- [WHAT IS NEEDED]
Supply the number of lines in the data below that hold "counter", and let that number be the whole answer.

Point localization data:
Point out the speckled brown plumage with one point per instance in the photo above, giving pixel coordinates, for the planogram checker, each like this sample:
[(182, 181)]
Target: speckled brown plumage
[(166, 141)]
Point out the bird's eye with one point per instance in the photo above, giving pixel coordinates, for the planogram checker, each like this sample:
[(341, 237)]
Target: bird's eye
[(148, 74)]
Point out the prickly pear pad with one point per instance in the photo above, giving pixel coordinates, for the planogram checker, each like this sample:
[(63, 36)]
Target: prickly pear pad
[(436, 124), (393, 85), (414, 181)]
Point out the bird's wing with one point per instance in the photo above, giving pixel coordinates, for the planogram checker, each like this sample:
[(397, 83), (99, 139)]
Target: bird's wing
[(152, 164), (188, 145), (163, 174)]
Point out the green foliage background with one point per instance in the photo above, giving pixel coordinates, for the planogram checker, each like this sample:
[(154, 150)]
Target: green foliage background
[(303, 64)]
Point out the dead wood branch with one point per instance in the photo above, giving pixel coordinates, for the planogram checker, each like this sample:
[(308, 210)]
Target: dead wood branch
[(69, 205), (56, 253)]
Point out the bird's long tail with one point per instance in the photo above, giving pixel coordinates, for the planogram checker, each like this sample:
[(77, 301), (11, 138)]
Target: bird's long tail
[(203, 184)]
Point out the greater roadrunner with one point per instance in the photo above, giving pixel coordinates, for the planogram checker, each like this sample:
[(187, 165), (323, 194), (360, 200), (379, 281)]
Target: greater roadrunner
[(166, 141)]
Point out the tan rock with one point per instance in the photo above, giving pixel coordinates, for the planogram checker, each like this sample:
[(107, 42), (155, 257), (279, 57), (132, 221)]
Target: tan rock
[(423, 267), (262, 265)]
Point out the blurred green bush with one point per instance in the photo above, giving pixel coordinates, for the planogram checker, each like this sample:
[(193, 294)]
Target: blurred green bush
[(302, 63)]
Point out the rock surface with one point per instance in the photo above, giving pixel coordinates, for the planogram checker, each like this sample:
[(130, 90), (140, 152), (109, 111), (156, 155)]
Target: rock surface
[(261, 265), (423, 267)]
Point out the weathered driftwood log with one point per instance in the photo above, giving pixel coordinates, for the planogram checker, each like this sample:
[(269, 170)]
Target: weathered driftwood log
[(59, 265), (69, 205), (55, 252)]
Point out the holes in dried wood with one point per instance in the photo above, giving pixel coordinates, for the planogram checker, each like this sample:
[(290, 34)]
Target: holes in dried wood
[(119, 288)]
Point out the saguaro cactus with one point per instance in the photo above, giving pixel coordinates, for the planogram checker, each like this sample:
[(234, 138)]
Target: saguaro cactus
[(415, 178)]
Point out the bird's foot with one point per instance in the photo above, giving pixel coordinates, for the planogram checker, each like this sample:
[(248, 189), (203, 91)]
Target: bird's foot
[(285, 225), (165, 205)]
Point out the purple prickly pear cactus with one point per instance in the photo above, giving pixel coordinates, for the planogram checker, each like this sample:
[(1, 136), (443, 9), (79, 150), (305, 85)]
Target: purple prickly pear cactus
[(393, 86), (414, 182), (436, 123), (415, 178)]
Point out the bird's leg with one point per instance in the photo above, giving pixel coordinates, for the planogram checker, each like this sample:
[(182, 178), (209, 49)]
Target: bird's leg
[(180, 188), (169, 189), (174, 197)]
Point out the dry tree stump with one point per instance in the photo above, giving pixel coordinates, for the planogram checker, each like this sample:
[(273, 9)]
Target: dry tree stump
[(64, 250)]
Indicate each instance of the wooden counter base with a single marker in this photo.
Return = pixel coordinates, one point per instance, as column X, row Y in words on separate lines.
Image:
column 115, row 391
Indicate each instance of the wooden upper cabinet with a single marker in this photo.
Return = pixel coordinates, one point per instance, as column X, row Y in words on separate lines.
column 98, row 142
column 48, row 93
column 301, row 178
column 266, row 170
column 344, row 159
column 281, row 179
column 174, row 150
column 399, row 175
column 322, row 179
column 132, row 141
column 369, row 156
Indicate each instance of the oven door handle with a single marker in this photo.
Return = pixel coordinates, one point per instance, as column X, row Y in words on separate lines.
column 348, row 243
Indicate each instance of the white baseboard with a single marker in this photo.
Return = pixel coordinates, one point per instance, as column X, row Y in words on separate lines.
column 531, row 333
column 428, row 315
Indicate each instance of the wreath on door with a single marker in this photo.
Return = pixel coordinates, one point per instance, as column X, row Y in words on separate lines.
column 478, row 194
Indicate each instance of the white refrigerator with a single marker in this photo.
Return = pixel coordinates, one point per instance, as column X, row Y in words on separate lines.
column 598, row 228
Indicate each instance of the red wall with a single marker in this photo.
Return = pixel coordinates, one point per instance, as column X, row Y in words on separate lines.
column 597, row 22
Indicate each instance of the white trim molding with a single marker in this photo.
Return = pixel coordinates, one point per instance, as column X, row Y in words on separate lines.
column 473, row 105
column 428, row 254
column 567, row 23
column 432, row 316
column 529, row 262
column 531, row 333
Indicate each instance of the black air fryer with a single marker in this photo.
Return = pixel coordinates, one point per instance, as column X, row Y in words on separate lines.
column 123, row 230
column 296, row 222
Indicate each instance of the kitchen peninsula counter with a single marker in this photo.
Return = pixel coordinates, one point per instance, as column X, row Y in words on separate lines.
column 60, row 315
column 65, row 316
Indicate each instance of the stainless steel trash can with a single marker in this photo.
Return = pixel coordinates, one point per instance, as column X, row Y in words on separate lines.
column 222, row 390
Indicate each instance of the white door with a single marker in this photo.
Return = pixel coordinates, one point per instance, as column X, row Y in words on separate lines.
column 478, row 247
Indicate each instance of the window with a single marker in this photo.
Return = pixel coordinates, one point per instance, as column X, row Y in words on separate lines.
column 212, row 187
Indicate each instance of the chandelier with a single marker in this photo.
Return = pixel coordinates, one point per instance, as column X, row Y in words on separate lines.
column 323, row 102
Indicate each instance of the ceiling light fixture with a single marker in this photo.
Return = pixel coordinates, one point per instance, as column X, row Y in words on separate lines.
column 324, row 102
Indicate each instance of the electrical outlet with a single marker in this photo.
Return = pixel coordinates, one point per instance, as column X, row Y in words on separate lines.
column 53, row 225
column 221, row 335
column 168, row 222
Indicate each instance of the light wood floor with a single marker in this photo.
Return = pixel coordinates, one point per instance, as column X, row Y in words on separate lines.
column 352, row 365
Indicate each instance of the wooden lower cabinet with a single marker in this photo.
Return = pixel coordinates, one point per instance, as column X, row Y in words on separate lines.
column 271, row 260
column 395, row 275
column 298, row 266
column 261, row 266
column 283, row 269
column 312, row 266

- [OUTPUT FOR THIS TASK]
2